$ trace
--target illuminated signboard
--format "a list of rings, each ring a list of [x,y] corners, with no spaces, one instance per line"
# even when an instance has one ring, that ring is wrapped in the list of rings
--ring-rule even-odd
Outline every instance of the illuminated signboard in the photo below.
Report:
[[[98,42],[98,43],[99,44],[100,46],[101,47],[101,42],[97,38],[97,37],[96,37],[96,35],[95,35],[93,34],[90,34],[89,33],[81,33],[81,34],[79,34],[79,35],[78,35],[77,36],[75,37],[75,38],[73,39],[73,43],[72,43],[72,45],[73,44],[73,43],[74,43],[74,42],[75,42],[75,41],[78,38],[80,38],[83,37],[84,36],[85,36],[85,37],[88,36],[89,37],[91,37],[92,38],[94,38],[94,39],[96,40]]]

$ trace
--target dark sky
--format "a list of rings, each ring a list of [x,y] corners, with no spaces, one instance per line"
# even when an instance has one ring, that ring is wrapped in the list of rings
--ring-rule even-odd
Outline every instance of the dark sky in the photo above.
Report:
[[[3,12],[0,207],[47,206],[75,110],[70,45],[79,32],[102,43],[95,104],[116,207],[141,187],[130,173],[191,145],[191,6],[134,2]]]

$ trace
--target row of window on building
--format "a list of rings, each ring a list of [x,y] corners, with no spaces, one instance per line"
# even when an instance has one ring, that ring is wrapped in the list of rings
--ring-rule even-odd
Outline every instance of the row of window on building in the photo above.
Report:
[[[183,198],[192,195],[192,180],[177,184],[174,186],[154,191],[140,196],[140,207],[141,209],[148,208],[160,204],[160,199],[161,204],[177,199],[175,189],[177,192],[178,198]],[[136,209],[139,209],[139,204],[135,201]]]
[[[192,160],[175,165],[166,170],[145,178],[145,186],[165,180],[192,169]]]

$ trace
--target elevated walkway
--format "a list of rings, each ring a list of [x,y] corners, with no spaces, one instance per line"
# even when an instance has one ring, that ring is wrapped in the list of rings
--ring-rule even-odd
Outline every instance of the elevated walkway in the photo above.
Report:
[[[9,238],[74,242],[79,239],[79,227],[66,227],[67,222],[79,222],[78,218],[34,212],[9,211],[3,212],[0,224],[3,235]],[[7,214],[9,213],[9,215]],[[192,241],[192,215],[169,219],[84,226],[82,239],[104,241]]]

REQUIREMENTS:
Format every line of the items above as a JSON array of strings, one string per line, leaving out blank lines.

REPLY TO THE EXERCISE:
[
  "$ trace",
  "--target illuminated signboard",
  "--format \"a list of rings, each ring a list of [x,y] corners, with no spaces, one instance per line\"",
  "# even when an instance has one ring, that ring is wrapped in the list of rings",
  "--ring-rule even-odd",
  "Outline every instance of the illuminated signboard in the photo below.",
  "Report:",
  "[[[98,42],[98,43],[99,44],[100,46],[101,47],[101,42],[97,38],[97,37],[96,37],[96,35],[95,35],[93,34],[90,34],[89,33],[81,33],[81,34],[79,34],[79,35],[78,35],[77,36],[75,37],[75,38],[73,39],[73,43],[72,43],[72,45],[73,44],[73,43],[74,43],[74,42],[75,42],[75,41],[78,38],[80,38],[83,37],[84,36],[85,36],[85,37],[88,36],[89,37],[91,37],[92,38],[94,38],[94,39],[96,40]]]",
  "$ trace",
  "--target dark sky",
  "--format \"a list of rings, each ring a list of [x,y] corners, with no spaces, one instance per line\"",
  "# even when an instance has one ring, that ring is wrapped in the list of rings",
  "--ring-rule even-odd",
  "Outline every instance of the dark sky in the photo above.",
  "Report:",
  "[[[3,12],[0,207],[47,206],[75,110],[70,45],[79,32],[102,43],[95,104],[116,207],[141,187],[130,173],[191,145],[191,6],[134,2]]]",
  "$ trace",
  "--target row of window on building",
  "--format \"a list of rings, each ring a list of [x,y] corners, with no spaces, one instance per line\"",
  "# even when an instance has one ring, that ring is wrapped in the list of rings",
  "--ring-rule even-odd",
  "Outline every instance of the row of window on building in the photo above.",
  "Report:",
  "[[[183,198],[192,195],[192,180],[177,184],[174,186],[154,191],[140,196],[140,207],[141,209],[148,208],[160,204],[160,199],[161,204],[177,199],[175,189],[177,192],[178,198]],[[136,209],[139,209],[139,204],[135,201]]]",
  "[[[192,160],[175,165],[166,170],[145,178],[145,186],[165,180],[192,169]]]",
  "$ trace",
  "--target elevated walkway",
  "--format \"a list of rings, each ring a list of [x,y] corners, with no spaces, one instance per line\"",
  "# even when an instance has one ring, that ring is wrapped in the list of rings",
  "--ring-rule even-odd",
  "Outline every instance of the elevated walkway in the photo above.",
  "Report:",
  "[[[9,238],[74,242],[79,239],[79,227],[66,227],[67,222],[79,222],[78,218],[34,212],[9,211],[3,212],[0,224],[3,235]],[[7,214],[9,213],[9,215]],[[192,241],[192,215],[169,219],[84,226],[82,239],[104,241]]]"
]